## Brano di partenza
Negli ultimi anni è aumentato notevolmente e progressivamente l’interesse per il microbiota intestinale e con esso anche il possibile ruolo terapeutico di una sua modificazione a livello intestinale.

Il microbiota intestinale viene definito come l’insieme di tutti i microrganismi viventi (batteri, funghi, protozoi e virus) commensali, simbiotici e patogeni presenti nel tratto gastrointestinale di un soggetto, tuttavia, gli studi effettuati fino ad oggi si sono concentrati soprattutto sui batteri che colonizzano il tratto gastroenterico. Si tratta di un ecosistema molto complesso, alcune specie batteriche che ne fanno parte hanno un ruolo benefico, altre estremamente nocivo. Il microbiota non solo svolge un’attività estremamente importate nel tratto gastro- enterico, ma più in generale sulla salute del suo ospite.

Avendo fatto questa premessa, ci chiediamo quale sia la correlazione tra microbiota e pre-post biotici. Semplice, rafforzano la flora intestinale dell’animale e quindi nutrono il microbiota.

Ma esiste una differenza tra i due, andiamo a vedere:

I probiotici sono attualmente definiti come “microrganismi vivi che quando somministrati nella giusta quantità hanno un effetto benefico per la salute dell’ospite” (WHO/FAO 2002). Comunemente vengono chiamati fermenti lattici, devono resistere ai succhi gastrici e alla bile e arrivare vivi a livello intestinale, dove interagiscono con vari scompartimenti cellulari. Prevengono lo sviluppo di batteri patogeni e delle patologie correlate. In caso di cure antibiotiche o stati diarroici, vengono impiegati per ripristinare la popolazione batteriche della flora. Ad oggi la comunità europea ha autorizzato in veterinaria solo l’utilizzo di alcuni probiotici, inserendoli nel registro degli additivi consentiti per i mangimi, tra i quali rientrano i ceppi batterici: enterococcus faecium, i lactobacilli plantarum, fermentum, rhamnosus e acidophilus.

Vengono comunemente definiti prebiotici tutti quegli alimenti che, a fronte magari di una sostanziale inutilità per l’organismo nei termini di diretto utilizzo, sono invece particolarmente utili alla microflora intestinale. Un prebiotico è quindi un alimento per il microbiota intestinale, sono sostanzialmente sostanze organiche, come la fibra. Attualmente la maggior parte dei prebiotici in commercio, sono intesi per la crescita delle popolazioni di batteri lattici, comunemente considerati “i buoni”.

Come anticipato, sono prebiotici soprattutto svariati tipi di fibre, non utilizzabili dall’organismo, ma che sono in grado di creare un substrato favorevole alla colonizzazione e al mantenimento dei batteri. Sono prebiotici fantastici quindi ad esempio l’inulina, contenuta in grande quantità nella cicoria, la crusca, lo psillo, i FOS e i MOS (oligosaccaridi, quindi zuccheri). Una volta pervenuti a livello intestinale le oligosaccaridi subiscono un processo di fermentazione operato dal microbioma intestinale i cui prodotti finali sono il lattato, in grado di ridurre il ph intestinale e controllare la proliferazione di microrganismi patogeni, e gli acidi grassi a corta catena come acido propionico, acetico e butirrico.

## Da fare
Nel testo sul microbiota intestinale, in quale alimento l'inulina è presente in grande quantità?

## Dati forniti
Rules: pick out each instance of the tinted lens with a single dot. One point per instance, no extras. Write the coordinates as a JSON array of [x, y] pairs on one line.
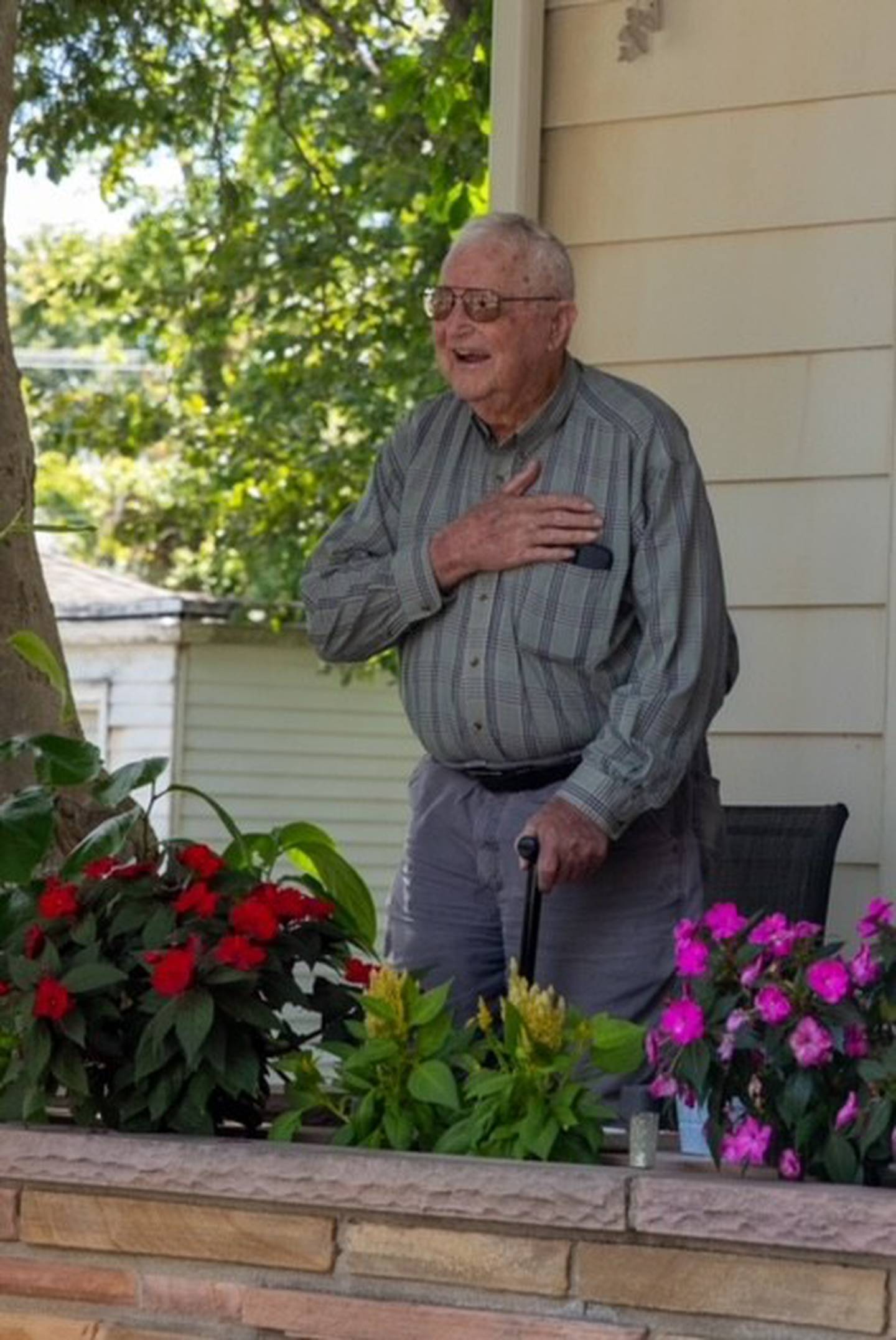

## Soluzione esercizio
Nella cicoria.